**TASK BRIEF:** Restate the whole of the data below word for word, skipping the images.

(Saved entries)
━━━━━━━━━━━━━━━━━━━━

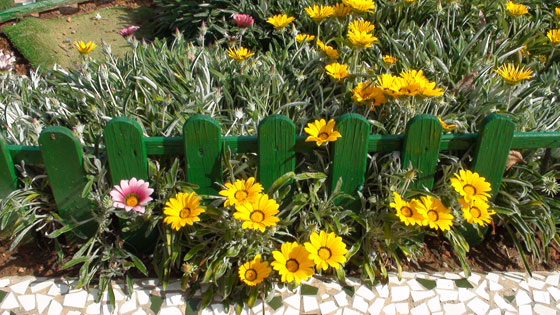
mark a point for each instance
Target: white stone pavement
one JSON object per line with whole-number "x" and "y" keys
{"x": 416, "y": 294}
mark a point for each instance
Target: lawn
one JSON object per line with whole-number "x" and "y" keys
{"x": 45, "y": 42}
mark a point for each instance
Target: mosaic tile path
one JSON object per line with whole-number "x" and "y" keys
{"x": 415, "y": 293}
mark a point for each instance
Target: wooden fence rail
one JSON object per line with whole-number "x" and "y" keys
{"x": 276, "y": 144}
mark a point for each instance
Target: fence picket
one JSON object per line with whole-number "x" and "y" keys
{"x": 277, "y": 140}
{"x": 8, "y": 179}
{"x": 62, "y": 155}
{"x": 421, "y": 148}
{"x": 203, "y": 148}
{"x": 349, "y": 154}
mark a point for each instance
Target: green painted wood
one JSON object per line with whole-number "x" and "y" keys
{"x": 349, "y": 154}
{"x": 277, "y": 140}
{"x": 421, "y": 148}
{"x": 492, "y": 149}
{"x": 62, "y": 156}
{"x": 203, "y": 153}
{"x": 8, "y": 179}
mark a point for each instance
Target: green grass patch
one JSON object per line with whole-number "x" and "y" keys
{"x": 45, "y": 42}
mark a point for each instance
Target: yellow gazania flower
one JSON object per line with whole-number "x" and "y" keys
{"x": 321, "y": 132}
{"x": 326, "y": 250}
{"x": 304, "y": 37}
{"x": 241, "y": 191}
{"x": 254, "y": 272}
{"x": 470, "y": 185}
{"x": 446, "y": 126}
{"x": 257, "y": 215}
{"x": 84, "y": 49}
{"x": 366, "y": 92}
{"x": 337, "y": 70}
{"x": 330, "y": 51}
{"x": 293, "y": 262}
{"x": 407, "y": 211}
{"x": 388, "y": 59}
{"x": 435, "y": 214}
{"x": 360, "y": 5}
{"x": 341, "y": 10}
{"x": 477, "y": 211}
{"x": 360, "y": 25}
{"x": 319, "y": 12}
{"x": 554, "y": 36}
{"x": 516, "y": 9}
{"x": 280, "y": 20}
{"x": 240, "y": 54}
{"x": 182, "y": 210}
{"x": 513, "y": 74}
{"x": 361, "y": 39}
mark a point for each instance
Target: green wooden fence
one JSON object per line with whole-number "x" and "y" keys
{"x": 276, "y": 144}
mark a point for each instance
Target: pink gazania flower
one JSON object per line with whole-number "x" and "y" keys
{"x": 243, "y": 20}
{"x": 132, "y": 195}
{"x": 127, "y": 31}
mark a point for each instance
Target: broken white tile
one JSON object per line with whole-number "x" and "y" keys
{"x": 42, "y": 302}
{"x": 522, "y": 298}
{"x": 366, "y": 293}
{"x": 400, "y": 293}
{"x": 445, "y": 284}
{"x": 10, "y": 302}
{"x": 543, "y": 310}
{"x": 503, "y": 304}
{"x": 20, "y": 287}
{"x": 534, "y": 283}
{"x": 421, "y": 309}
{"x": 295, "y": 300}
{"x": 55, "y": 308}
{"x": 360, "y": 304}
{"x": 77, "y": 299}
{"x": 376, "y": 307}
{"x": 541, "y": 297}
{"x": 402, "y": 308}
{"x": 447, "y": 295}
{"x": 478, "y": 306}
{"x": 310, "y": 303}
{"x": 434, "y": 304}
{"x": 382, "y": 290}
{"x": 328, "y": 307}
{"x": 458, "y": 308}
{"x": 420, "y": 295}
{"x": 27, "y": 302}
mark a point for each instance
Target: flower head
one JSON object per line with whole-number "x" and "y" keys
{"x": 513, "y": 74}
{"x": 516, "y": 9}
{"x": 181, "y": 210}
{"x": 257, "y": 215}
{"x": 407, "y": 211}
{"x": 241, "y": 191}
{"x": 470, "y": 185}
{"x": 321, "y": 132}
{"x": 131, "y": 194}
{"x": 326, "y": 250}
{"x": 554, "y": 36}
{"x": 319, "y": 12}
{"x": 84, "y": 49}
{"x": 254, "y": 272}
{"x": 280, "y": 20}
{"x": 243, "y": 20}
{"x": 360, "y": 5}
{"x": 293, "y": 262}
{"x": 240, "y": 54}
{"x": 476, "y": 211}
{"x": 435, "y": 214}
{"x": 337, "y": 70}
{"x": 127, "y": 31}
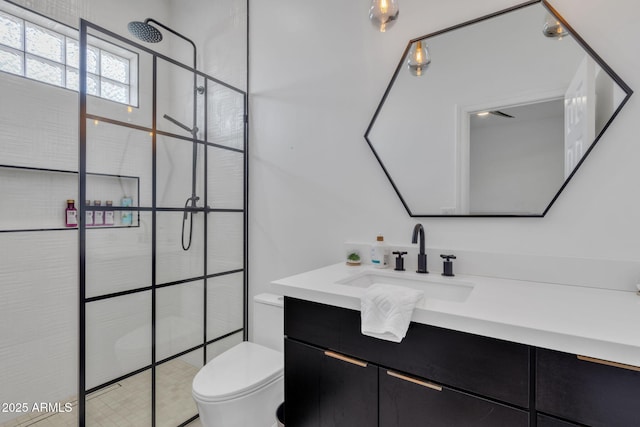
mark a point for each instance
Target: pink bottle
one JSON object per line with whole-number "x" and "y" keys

━━━━━━━━━━━━━━━━━━━━

**RESULT OF THE TASK:**
mark a point for each instance
Target: white stone pavement
one JSON object per line with whole-number "x" and "y" keys
{"x": 416, "y": 294}
mark a point for each instance
Target: lawn
one JSON object per line with whole-number "x" and "y" keys
{"x": 45, "y": 42}
mark a point for each instance
Target: mosaic tile path
one JSON object per line with whole-number "x" and "y" keys
{"x": 415, "y": 293}
mark a point for each instance
Target: wooden fence rail
one JSON object per line with whole-number "x" and "y" keys
{"x": 276, "y": 144}
mark a point for each instance
Target: fence picket
one JSON object per line with whole-number "x" and "y" keys
{"x": 277, "y": 140}
{"x": 8, "y": 179}
{"x": 62, "y": 155}
{"x": 421, "y": 148}
{"x": 203, "y": 148}
{"x": 349, "y": 154}
mark a point for each instance
Target: green painted wood
one JSON object per line with whole-number "x" and "y" keys
{"x": 349, "y": 154}
{"x": 277, "y": 140}
{"x": 421, "y": 148}
{"x": 492, "y": 149}
{"x": 62, "y": 156}
{"x": 203, "y": 153}
{"x": 8, "y": 179}
mark a point for each instance
Target: green grass patch
one JSON object per line with whole-number "x" and "y" keys
{"x": 45, "y": 42}
mark a point for each instance
Target: yellow gazania flower
one JSON object per line with whole-number "x" and "y" keys
{"x": 321, "y": 132}
{"x": 326, "y": 250}
{"x": 304, "y": 37}
{"x": 241, "y": 191}
{"x": 254, "y": 272}
{"x": 470, "y": 185}
{"x": 446, "y": 126}
{"x": 257, "y": 215}
{"x": 84, "y": 49}
{"x": 366, "y": 92}
{"x": 337, "y": 70}
{"x": 330, "y": 51}
{"x": 293, "y": 262}
{"x": 407, "y": 211}
{"x": 388, "y": 59}
{"x": 435, "y": 214}
{"x": 360, "y": 5}
{"x": 341, "y": 10}
{"x": 477, "y": 211}
{"x": 360, "y": 25}
{"x": 319, "y": 12}
{"x": 554, "y": 36}
{"x": 516, "y": 9}
{"x": 280, "y": 20}
{"x": 240, "y": 54}
{"x": 182, "y": 210}
{"x": 513, "y": 74}
{"x": 361, "y": 39}
mark a point for each instance
Target: green wooden fence
one JSON object per line with whole-number "x" and "y" keys
{"x": 276, "y": 144}
mark a point for each instance
Target: pink gazania flower
one JSON object per line with whole-number "x" and "y" keys
{"x": 243, "y": 20}
{"x": 132, "y": 195}
{"x": 127, "y": 31}
mark a point for each instance
Target: broken white tile
one JSON object per line with whole-number "x" and "y" keys
{"x": 42, "y": 302}
{"x": 522, "y": 298}
{"x": 366, "y": 293}
{"x": 400, "y": 293}
{"x": 445, "y": 284}
{"x": 10, "y": 302}
{"x": 543, "y": 310}
{"x": 503, "y": 304}
{"x": 20, "y": 287}
{"x": 534, "y": 283}
{"x": 421, "y": 309}
{"x": 295, "y": 300}
{"x": 55, "y": 308}
{"x": 360, "y": 304}
{"x": 77, "y": 299}
{"x": 376, "y": 307}
{"x": 541, "y": 297}
{"x": 402, "y": 308}
{"x": 447, "y": 295}
{"x": 478, "y": 306}
{"x": 310, "y": 303}
{"x": 434, "y": 304}
{"x": 382, "y": 290}
{"x": 328, "y": 307}
{"x": 458, "y": 308}
{"x": 420, "y": 295}
{"x": 27, "y": 302}
mark a point for each instance
Target: flower head
one JSON object per line with whole-number "x" and "y" keys
{"x": 513, "y": 74}
{"x": 516, "y": 9}
{"x": 181, "y": 210}
{"x": 257, "y": 215}
{"x": 407, "y": 211}
{"x": 241, "y": 191}
{"x": 470, "y": 185}
{"x": 321, "y": 132}
{"x": 131, "y": 194}
{"x": 326, "y": 250}
{"x": 554, "y": 36}
{"x": 319, "y": 12}
{"x": 84, "y": 49}
{"x": 254, "y": 272}
{"x": 280, "y": 20}
{"x": 243, "y": 20}
{"x": 360, "y": 5}
{"x": 293, "y": 262}
{"x": 240, "y": 54}
{"x": 476, "y": 211}
{"x": 435, "y": 214}
{"x": 337, "y": 70}
{"x": 127, "y": 31}
mark a point for each instance
Target: pink bottle
one JSON object per line with whole-number "x" and "y" keys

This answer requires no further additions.